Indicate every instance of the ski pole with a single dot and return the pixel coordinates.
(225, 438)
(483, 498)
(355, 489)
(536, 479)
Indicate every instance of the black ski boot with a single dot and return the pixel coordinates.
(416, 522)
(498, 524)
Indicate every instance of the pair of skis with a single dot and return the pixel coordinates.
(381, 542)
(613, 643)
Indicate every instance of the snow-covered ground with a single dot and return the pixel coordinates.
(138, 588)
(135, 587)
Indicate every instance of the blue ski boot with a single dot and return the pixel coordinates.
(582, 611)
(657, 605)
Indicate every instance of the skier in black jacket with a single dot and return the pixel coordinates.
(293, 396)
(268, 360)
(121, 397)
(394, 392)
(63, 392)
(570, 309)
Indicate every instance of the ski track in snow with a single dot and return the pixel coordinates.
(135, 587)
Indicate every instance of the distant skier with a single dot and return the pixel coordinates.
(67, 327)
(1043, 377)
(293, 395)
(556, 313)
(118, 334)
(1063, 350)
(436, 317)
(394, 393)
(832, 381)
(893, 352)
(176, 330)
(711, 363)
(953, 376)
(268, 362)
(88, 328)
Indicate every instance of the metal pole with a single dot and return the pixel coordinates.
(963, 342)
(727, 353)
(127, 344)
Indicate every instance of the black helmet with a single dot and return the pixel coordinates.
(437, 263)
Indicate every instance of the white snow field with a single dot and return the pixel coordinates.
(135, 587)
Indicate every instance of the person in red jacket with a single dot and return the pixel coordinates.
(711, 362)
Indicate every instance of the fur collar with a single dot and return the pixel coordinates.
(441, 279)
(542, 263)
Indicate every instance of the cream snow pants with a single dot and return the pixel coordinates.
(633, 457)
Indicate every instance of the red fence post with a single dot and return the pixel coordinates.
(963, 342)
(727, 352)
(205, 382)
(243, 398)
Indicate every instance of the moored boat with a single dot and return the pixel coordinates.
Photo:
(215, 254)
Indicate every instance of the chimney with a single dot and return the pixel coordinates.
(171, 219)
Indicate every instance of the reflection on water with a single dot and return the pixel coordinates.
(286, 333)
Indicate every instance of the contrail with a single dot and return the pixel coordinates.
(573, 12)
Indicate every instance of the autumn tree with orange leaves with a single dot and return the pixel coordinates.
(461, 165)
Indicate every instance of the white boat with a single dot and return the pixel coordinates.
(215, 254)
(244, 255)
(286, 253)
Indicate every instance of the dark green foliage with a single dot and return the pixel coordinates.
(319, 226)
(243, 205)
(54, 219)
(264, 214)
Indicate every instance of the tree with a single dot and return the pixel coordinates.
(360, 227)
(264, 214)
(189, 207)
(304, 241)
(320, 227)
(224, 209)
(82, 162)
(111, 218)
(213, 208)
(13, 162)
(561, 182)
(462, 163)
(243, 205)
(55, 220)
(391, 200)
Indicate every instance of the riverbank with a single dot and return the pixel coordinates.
- - -
AIM OF THE TASK.
Beginning with the opening line and ending with the final one, transcribe the material exactly.

RESPONSE.
Indicate every instance of the ski pole with a single dot and return the pixel coordinates.
(225, 438)
(483, 498)
(355, 489)
(536, 479)
Indicate every instance of the black ski boot with a single dot and return the pixel coordinates.
(416, 522)
(498, 524)
Indicate every instance of the pair of skis with a single dot and return the pixel coordinates.
(381, 542)
(613, 643)
Indicate every instance of the snow-covered ground with a single dot and return the pixel coordinates.
(138, 588)
(135, 587)
Indicate every instance of the blue ski boot with a single dot and return the pixel coordinates.
(582, 611)
(657, 605)
Indicate every instance of the skier in black jacket with a single dot and return the pixel coordinates.
(293, 396)
(268, 360)
(121, 397)
(394, 392)
(63, 392)
(570, 309)
Indicate every instance of the ski track in snow with a single dot and return the pixel coordinates.
(135, 587)
Indicate every instance of the distant skier with a single dot and return the pixel coordinates.
(67, 327)
(1043, 377)
(293, 395)
(556, 313)
(118, 334)
(1063, 350)
(436, 317)
(394, 393)
(832, 381)
(893, 352)
(176, 330)
(711, 363)
(953, 376)
(268, 362)
(88, 328)
Indicate every instance of the metal pole with a single dot and return the pixel coordinates.
(963, 342)
(727, 353)
(127, 344)
Indicate every instance of the black helmet with a single dot and return the pixel coordinates.
(437, 263)
Indicate every instance of the white snow field with a single dot and return the pixel coordinates.
(135, 587)
Indicate every instance of the person in red jacket with a single dot and return the pixel coordinates.
(711, 362)
Indicate every instance of the fur collar with a single dot and return the pixel coordinates.
(441, 279)
(542, 263)
Indicate every instance of the cream snow pants with a single dot and return the pixel coordinates.
(633, 457)
Indicate every instance of the red fence post with a single dot and return the pixel coordinates.
(963, 342)
(727, 352)
(205, 382)
(243, 398)
Indicate every instance of the moored boat with a single dot and return the pixel coordinates.
Photo:
(215, 254)
Indicate every instance of the chimney with a single dot and return the pixel coordinates.
(171, 219)
Indicate every instance of the reflection on water with a single dot and return the pixel coordinates.
(286, 333)
Indicate every instance of the contrail with a single dot and return the pixel coordinates.
(573, 12)
Indicate every instance of the autumn tree with orange leaves with a single dot and return the pixel coordinates.
(461, 165)
Indicate every instance of the white boat with a single dot and return the pixel coordinates.
(215, 254)
(244, 255)
(286, 253)
Indicate every instance of the dark green foliage with a single dot and return the pixel coordinates.
(319, 226)
(243, 205)
(54, 219)
(264, 214)
Indicate every instance of the tree with a single dot and return the pixel coordinates.
(360, 227)
(264, 214)
(189, 207)
(304, 241)
(320, 227)
(224, 209)
(82, 162)
(111, 218)
(213, 208)
(13, 162)
(561, 182)
(462, 163)
(243, 205)
(55, 220)
(391, 200)
Indicate every instance of the riverbank with a single dot and return the pixel coordinates.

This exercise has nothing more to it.